> [COMPITO BREVE 1] Trascrivi fedelmente il tratto dell'articolo su Google e il diritto all'oblio che si apre con le parole contenenti "Non si tratta" e si chiude con "fondamentali degli individui.".

Google e diritto all'oblio: class action per la gestione delle richieste

Google e diritto all'oblio: class action per la gestione delle richieste

Algopolio accusa Google di rigettare automaticamente molte richieste di rimozione dei link, violando così GDPR e diritto all'oblio.
Google e diritto all'oblio: class action per la gestione delle richieste
Algopolio accusa Google di rigettare automaticamente molte richieste di rimozione dei link, violando così GDPR e diritto all'oblio.

Come da comunicato stampa ricevuto in redazione, segnaliamo l’avvio di una class action inibitoria nei confronti di Google (Google LLC, Google Ireland Limited e Google Italy S.r.l.) e relativa alla gestione delle richieste di tutela del diritto all’oblio, previsto ormai da anni in Europa.

Class action contro Google per il diritto all’oblio

L’azione è promossa da alcuni membri di Algopolio, assistiti dagli avvocati Francesco Dagnino e Silvia Cossu dello studio legale LEXIA e dagli avvocati prof. Barbara Randazzo e Ruggero Rudoni dello studio legale ORALEX. Questa la dichiarazione attribuita all’associazione.

Non si tratta solo di rimuovere link isolati, ma di interrompere il meccanismo sistemico che consente al falso di propagarsi e restare accessibile per anni, trasformando insinuazioni ed errori in “verità digitali” difficili da cancellare.

Per la richiesta di cancellazione dei risultati dal motore di ricerca, come previsto, è necessario compilare un form. La class action punta il dito contro il fatto che l’azienda adotterebbe comportamenti sistematicamente lesivi del diritto all’oblio, sottraendosi agli obblighi previsti dalla normativa europea in materia di protezione dei dati personali e compromettendo in modo diretto (e spesso irreparabile) i diritti fondamentali degli individui.

Le violazioni contestate da Algopolio

In particolare, è contestato il rigetto sistematico delle richieste di deindicizzazione e rimozione, attraverso procedure standardizzate e non personalizzate, adottate anche in sostanziale elusione di provvedimenti specifici dell’Autorità Garante per la Protezione dei Dati Personali.

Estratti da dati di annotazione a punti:
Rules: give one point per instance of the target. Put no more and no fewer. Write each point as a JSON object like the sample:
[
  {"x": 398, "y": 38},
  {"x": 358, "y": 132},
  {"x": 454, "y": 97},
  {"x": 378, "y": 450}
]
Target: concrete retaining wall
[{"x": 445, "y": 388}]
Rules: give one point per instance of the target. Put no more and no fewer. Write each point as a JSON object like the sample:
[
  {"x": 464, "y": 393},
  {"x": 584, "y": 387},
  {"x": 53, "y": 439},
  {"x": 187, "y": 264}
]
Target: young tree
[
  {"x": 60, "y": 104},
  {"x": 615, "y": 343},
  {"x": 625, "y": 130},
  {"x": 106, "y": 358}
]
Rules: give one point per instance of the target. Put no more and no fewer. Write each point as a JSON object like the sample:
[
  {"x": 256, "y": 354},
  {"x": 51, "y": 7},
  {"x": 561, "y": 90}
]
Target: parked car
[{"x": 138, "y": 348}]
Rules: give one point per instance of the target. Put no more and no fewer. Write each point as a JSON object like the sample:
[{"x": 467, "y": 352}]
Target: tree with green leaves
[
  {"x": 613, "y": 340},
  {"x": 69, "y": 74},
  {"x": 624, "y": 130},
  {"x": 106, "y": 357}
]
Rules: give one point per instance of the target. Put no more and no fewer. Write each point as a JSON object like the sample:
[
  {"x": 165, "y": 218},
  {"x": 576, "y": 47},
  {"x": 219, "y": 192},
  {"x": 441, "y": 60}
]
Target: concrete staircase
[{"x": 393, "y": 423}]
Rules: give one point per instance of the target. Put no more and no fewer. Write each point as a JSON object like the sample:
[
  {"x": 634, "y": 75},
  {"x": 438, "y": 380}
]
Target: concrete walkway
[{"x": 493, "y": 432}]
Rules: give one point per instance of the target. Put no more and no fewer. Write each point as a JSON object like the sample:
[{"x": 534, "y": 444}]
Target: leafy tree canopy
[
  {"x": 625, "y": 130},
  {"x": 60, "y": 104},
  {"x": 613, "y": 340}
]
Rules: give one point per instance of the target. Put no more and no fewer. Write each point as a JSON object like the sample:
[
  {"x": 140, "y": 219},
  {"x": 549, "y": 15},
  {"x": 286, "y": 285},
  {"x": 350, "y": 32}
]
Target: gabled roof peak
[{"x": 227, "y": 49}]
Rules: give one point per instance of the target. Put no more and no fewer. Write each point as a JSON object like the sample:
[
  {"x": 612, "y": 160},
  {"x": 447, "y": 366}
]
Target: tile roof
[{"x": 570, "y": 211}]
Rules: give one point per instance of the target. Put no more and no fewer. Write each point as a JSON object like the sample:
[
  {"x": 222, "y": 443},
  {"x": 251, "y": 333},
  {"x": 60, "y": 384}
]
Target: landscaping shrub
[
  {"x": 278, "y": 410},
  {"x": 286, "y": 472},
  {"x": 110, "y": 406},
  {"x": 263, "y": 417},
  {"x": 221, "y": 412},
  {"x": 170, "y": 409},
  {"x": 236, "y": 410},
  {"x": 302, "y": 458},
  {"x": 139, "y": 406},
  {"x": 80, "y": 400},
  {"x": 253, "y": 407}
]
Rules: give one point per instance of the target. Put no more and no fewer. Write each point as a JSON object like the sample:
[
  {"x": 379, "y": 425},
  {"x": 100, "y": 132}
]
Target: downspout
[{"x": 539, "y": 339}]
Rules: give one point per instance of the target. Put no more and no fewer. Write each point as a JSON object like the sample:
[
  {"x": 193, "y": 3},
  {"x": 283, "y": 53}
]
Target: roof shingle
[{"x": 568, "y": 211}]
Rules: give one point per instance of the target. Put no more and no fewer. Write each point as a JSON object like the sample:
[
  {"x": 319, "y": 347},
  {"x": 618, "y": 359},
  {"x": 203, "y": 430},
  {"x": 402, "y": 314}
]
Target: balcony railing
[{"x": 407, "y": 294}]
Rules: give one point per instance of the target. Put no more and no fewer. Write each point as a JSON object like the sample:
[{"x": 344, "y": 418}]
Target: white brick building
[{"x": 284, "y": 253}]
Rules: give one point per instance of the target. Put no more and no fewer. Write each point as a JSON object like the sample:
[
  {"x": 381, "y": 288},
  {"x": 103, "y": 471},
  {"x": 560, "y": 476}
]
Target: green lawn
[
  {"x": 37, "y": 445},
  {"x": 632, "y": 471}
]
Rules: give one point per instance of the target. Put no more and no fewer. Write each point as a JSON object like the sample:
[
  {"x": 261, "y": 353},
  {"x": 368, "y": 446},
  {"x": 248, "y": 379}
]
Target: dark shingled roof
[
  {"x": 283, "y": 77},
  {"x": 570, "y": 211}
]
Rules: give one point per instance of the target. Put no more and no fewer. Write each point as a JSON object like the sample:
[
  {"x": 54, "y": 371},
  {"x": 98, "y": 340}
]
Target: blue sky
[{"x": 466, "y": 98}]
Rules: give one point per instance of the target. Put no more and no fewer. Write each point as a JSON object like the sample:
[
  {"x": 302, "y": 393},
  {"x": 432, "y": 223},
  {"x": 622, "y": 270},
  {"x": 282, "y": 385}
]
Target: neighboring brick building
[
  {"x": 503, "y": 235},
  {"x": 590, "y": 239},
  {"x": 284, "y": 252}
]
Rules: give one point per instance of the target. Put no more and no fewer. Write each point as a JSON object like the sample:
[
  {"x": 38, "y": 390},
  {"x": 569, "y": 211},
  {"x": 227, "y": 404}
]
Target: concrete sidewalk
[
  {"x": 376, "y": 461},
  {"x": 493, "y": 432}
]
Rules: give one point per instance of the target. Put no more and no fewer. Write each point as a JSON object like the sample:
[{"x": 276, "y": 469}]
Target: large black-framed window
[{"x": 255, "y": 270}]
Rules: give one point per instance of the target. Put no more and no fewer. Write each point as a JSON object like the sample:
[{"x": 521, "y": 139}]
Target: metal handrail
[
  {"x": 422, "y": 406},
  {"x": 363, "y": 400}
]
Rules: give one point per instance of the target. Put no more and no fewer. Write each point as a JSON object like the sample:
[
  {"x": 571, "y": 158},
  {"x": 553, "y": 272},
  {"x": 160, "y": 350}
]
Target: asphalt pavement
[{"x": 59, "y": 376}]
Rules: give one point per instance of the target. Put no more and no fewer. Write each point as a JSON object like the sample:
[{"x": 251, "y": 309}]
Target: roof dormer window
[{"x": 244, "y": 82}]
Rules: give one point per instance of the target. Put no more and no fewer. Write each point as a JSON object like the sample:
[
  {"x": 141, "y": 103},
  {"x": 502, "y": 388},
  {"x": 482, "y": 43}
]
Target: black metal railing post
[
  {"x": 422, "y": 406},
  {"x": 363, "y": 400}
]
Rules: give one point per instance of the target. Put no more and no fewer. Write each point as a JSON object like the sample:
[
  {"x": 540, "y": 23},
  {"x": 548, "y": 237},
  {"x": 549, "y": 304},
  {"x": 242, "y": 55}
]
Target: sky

> [COMPITO BREVE 2] Individua tutte le righe delle voci qui sopra in cui compare la parola "metal" e riportale.

> [RISPOSTA COMPLETA 1]
Non si tratta solo di rimuovere link isolati, ma di interrompere il meccanismo sistemico che consente al falso di propagarsi e restare accessibile per anni, trasformando insinuazioni ed errori in “verità digitali” difficili da cancellare.

Per la richiesta di cancellazione dei risultati dal motore di ricerca, come previsto, è necessario compilare un form. La class action punta il dito contro il fatto che l’azienda adotterebbe comportamenti sistematicamente lesivi del diritto all’oblio, sottraendosi agli obblighi previsti dalla normativa europea in materia di protezione dei dati personali e compromettendo in modo diretto (e spesso irreparabile) i diritti fondamentali degli individui.

> [RISPOSTA COMPLETA 2]
Target: metal handrail
Target: black metal railing post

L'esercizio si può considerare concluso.